Instructions to follow
Line by line, return everything in the listing exactly.

====== Material for the task

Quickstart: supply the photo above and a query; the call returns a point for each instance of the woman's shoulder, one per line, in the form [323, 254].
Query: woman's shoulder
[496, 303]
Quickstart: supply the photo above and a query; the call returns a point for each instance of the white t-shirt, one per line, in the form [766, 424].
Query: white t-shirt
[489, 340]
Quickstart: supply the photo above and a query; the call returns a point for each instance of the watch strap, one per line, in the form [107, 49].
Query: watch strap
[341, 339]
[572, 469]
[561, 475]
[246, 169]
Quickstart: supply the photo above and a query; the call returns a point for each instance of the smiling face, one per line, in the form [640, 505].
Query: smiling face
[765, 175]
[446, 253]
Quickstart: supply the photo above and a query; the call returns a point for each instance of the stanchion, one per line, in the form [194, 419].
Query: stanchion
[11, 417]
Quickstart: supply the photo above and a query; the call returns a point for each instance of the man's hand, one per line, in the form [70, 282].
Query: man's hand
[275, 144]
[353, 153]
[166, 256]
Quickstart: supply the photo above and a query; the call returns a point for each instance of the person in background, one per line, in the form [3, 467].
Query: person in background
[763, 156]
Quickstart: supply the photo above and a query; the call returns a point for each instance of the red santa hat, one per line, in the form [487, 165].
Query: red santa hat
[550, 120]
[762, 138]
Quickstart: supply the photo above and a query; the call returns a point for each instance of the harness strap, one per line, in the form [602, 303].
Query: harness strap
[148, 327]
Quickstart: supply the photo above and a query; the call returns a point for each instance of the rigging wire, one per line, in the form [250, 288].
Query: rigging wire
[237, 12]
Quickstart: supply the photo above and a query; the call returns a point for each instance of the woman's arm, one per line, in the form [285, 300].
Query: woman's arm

============

Answer area
Quickstart: supply the photo above and a query; the call returns a point for each instance of the woman's shoulder, one per line, in the form [323, 254].
Query: woman's shoulder
[496, 303]
Quickstart: supply the photo above and a query; the call returns a point for each instance of the white t-shirt, one per line, in the form [766, 424].
Query: white t-shirt
[489, 340]
Quickstart: supply the photo above and a query; the call returns a point for each instance of the watch strap, one per line, in the form [107, 49].
Query: watch strap
[341, 339]
[572, 469]
[561, 475]
[246, 169]
Quickstart: supply the photo above and a query; the call returns a point for each instance of the smiling face, one per line, in the form [640, 505].
Query: smiling face
[765, 175]
[446, 253]
Quickstart: supply the photo above and a query; the call returns a point for each instance of the stanchion, one per line, in the form [194, 419].
Query: stanchion
[11, 417]
Quickstart: supply the photo above and a query; the call returns a point for each instance of the man's hand, one per line, in the form [70, 282].
Query: man's hand
[275, 144]
[353, 153]
[166, 256]
Quickstart: supply the photo above and a query; the call returns a point for each instance of the person in background, one per line, in the form [3, 467].
Query: person in background
[763, 156]
Quickstart: supply the photo above and a query; the call returns a point for each instance of the red santa hat, one per line, in the form [487, 165].
Query: red santa hat
[550, 120]
[762, 138]
Quickstart: supply the photo above and a query; the call returns a point for each instance of the harness strap, one per line, in the form [602, 303].
Query: harness strap
[148, 327]
Quickstart: supply the photo above and a query; the call returns a point for each instance of the rigging wire, one per line, in the form [250, 288].
Query: rigging wire
[237, 12]
Quickstart: supply the photo above and a query; the call returns a point for each instance of the woman's arm, one per line, in the form [285, 300].
Query: woman's arm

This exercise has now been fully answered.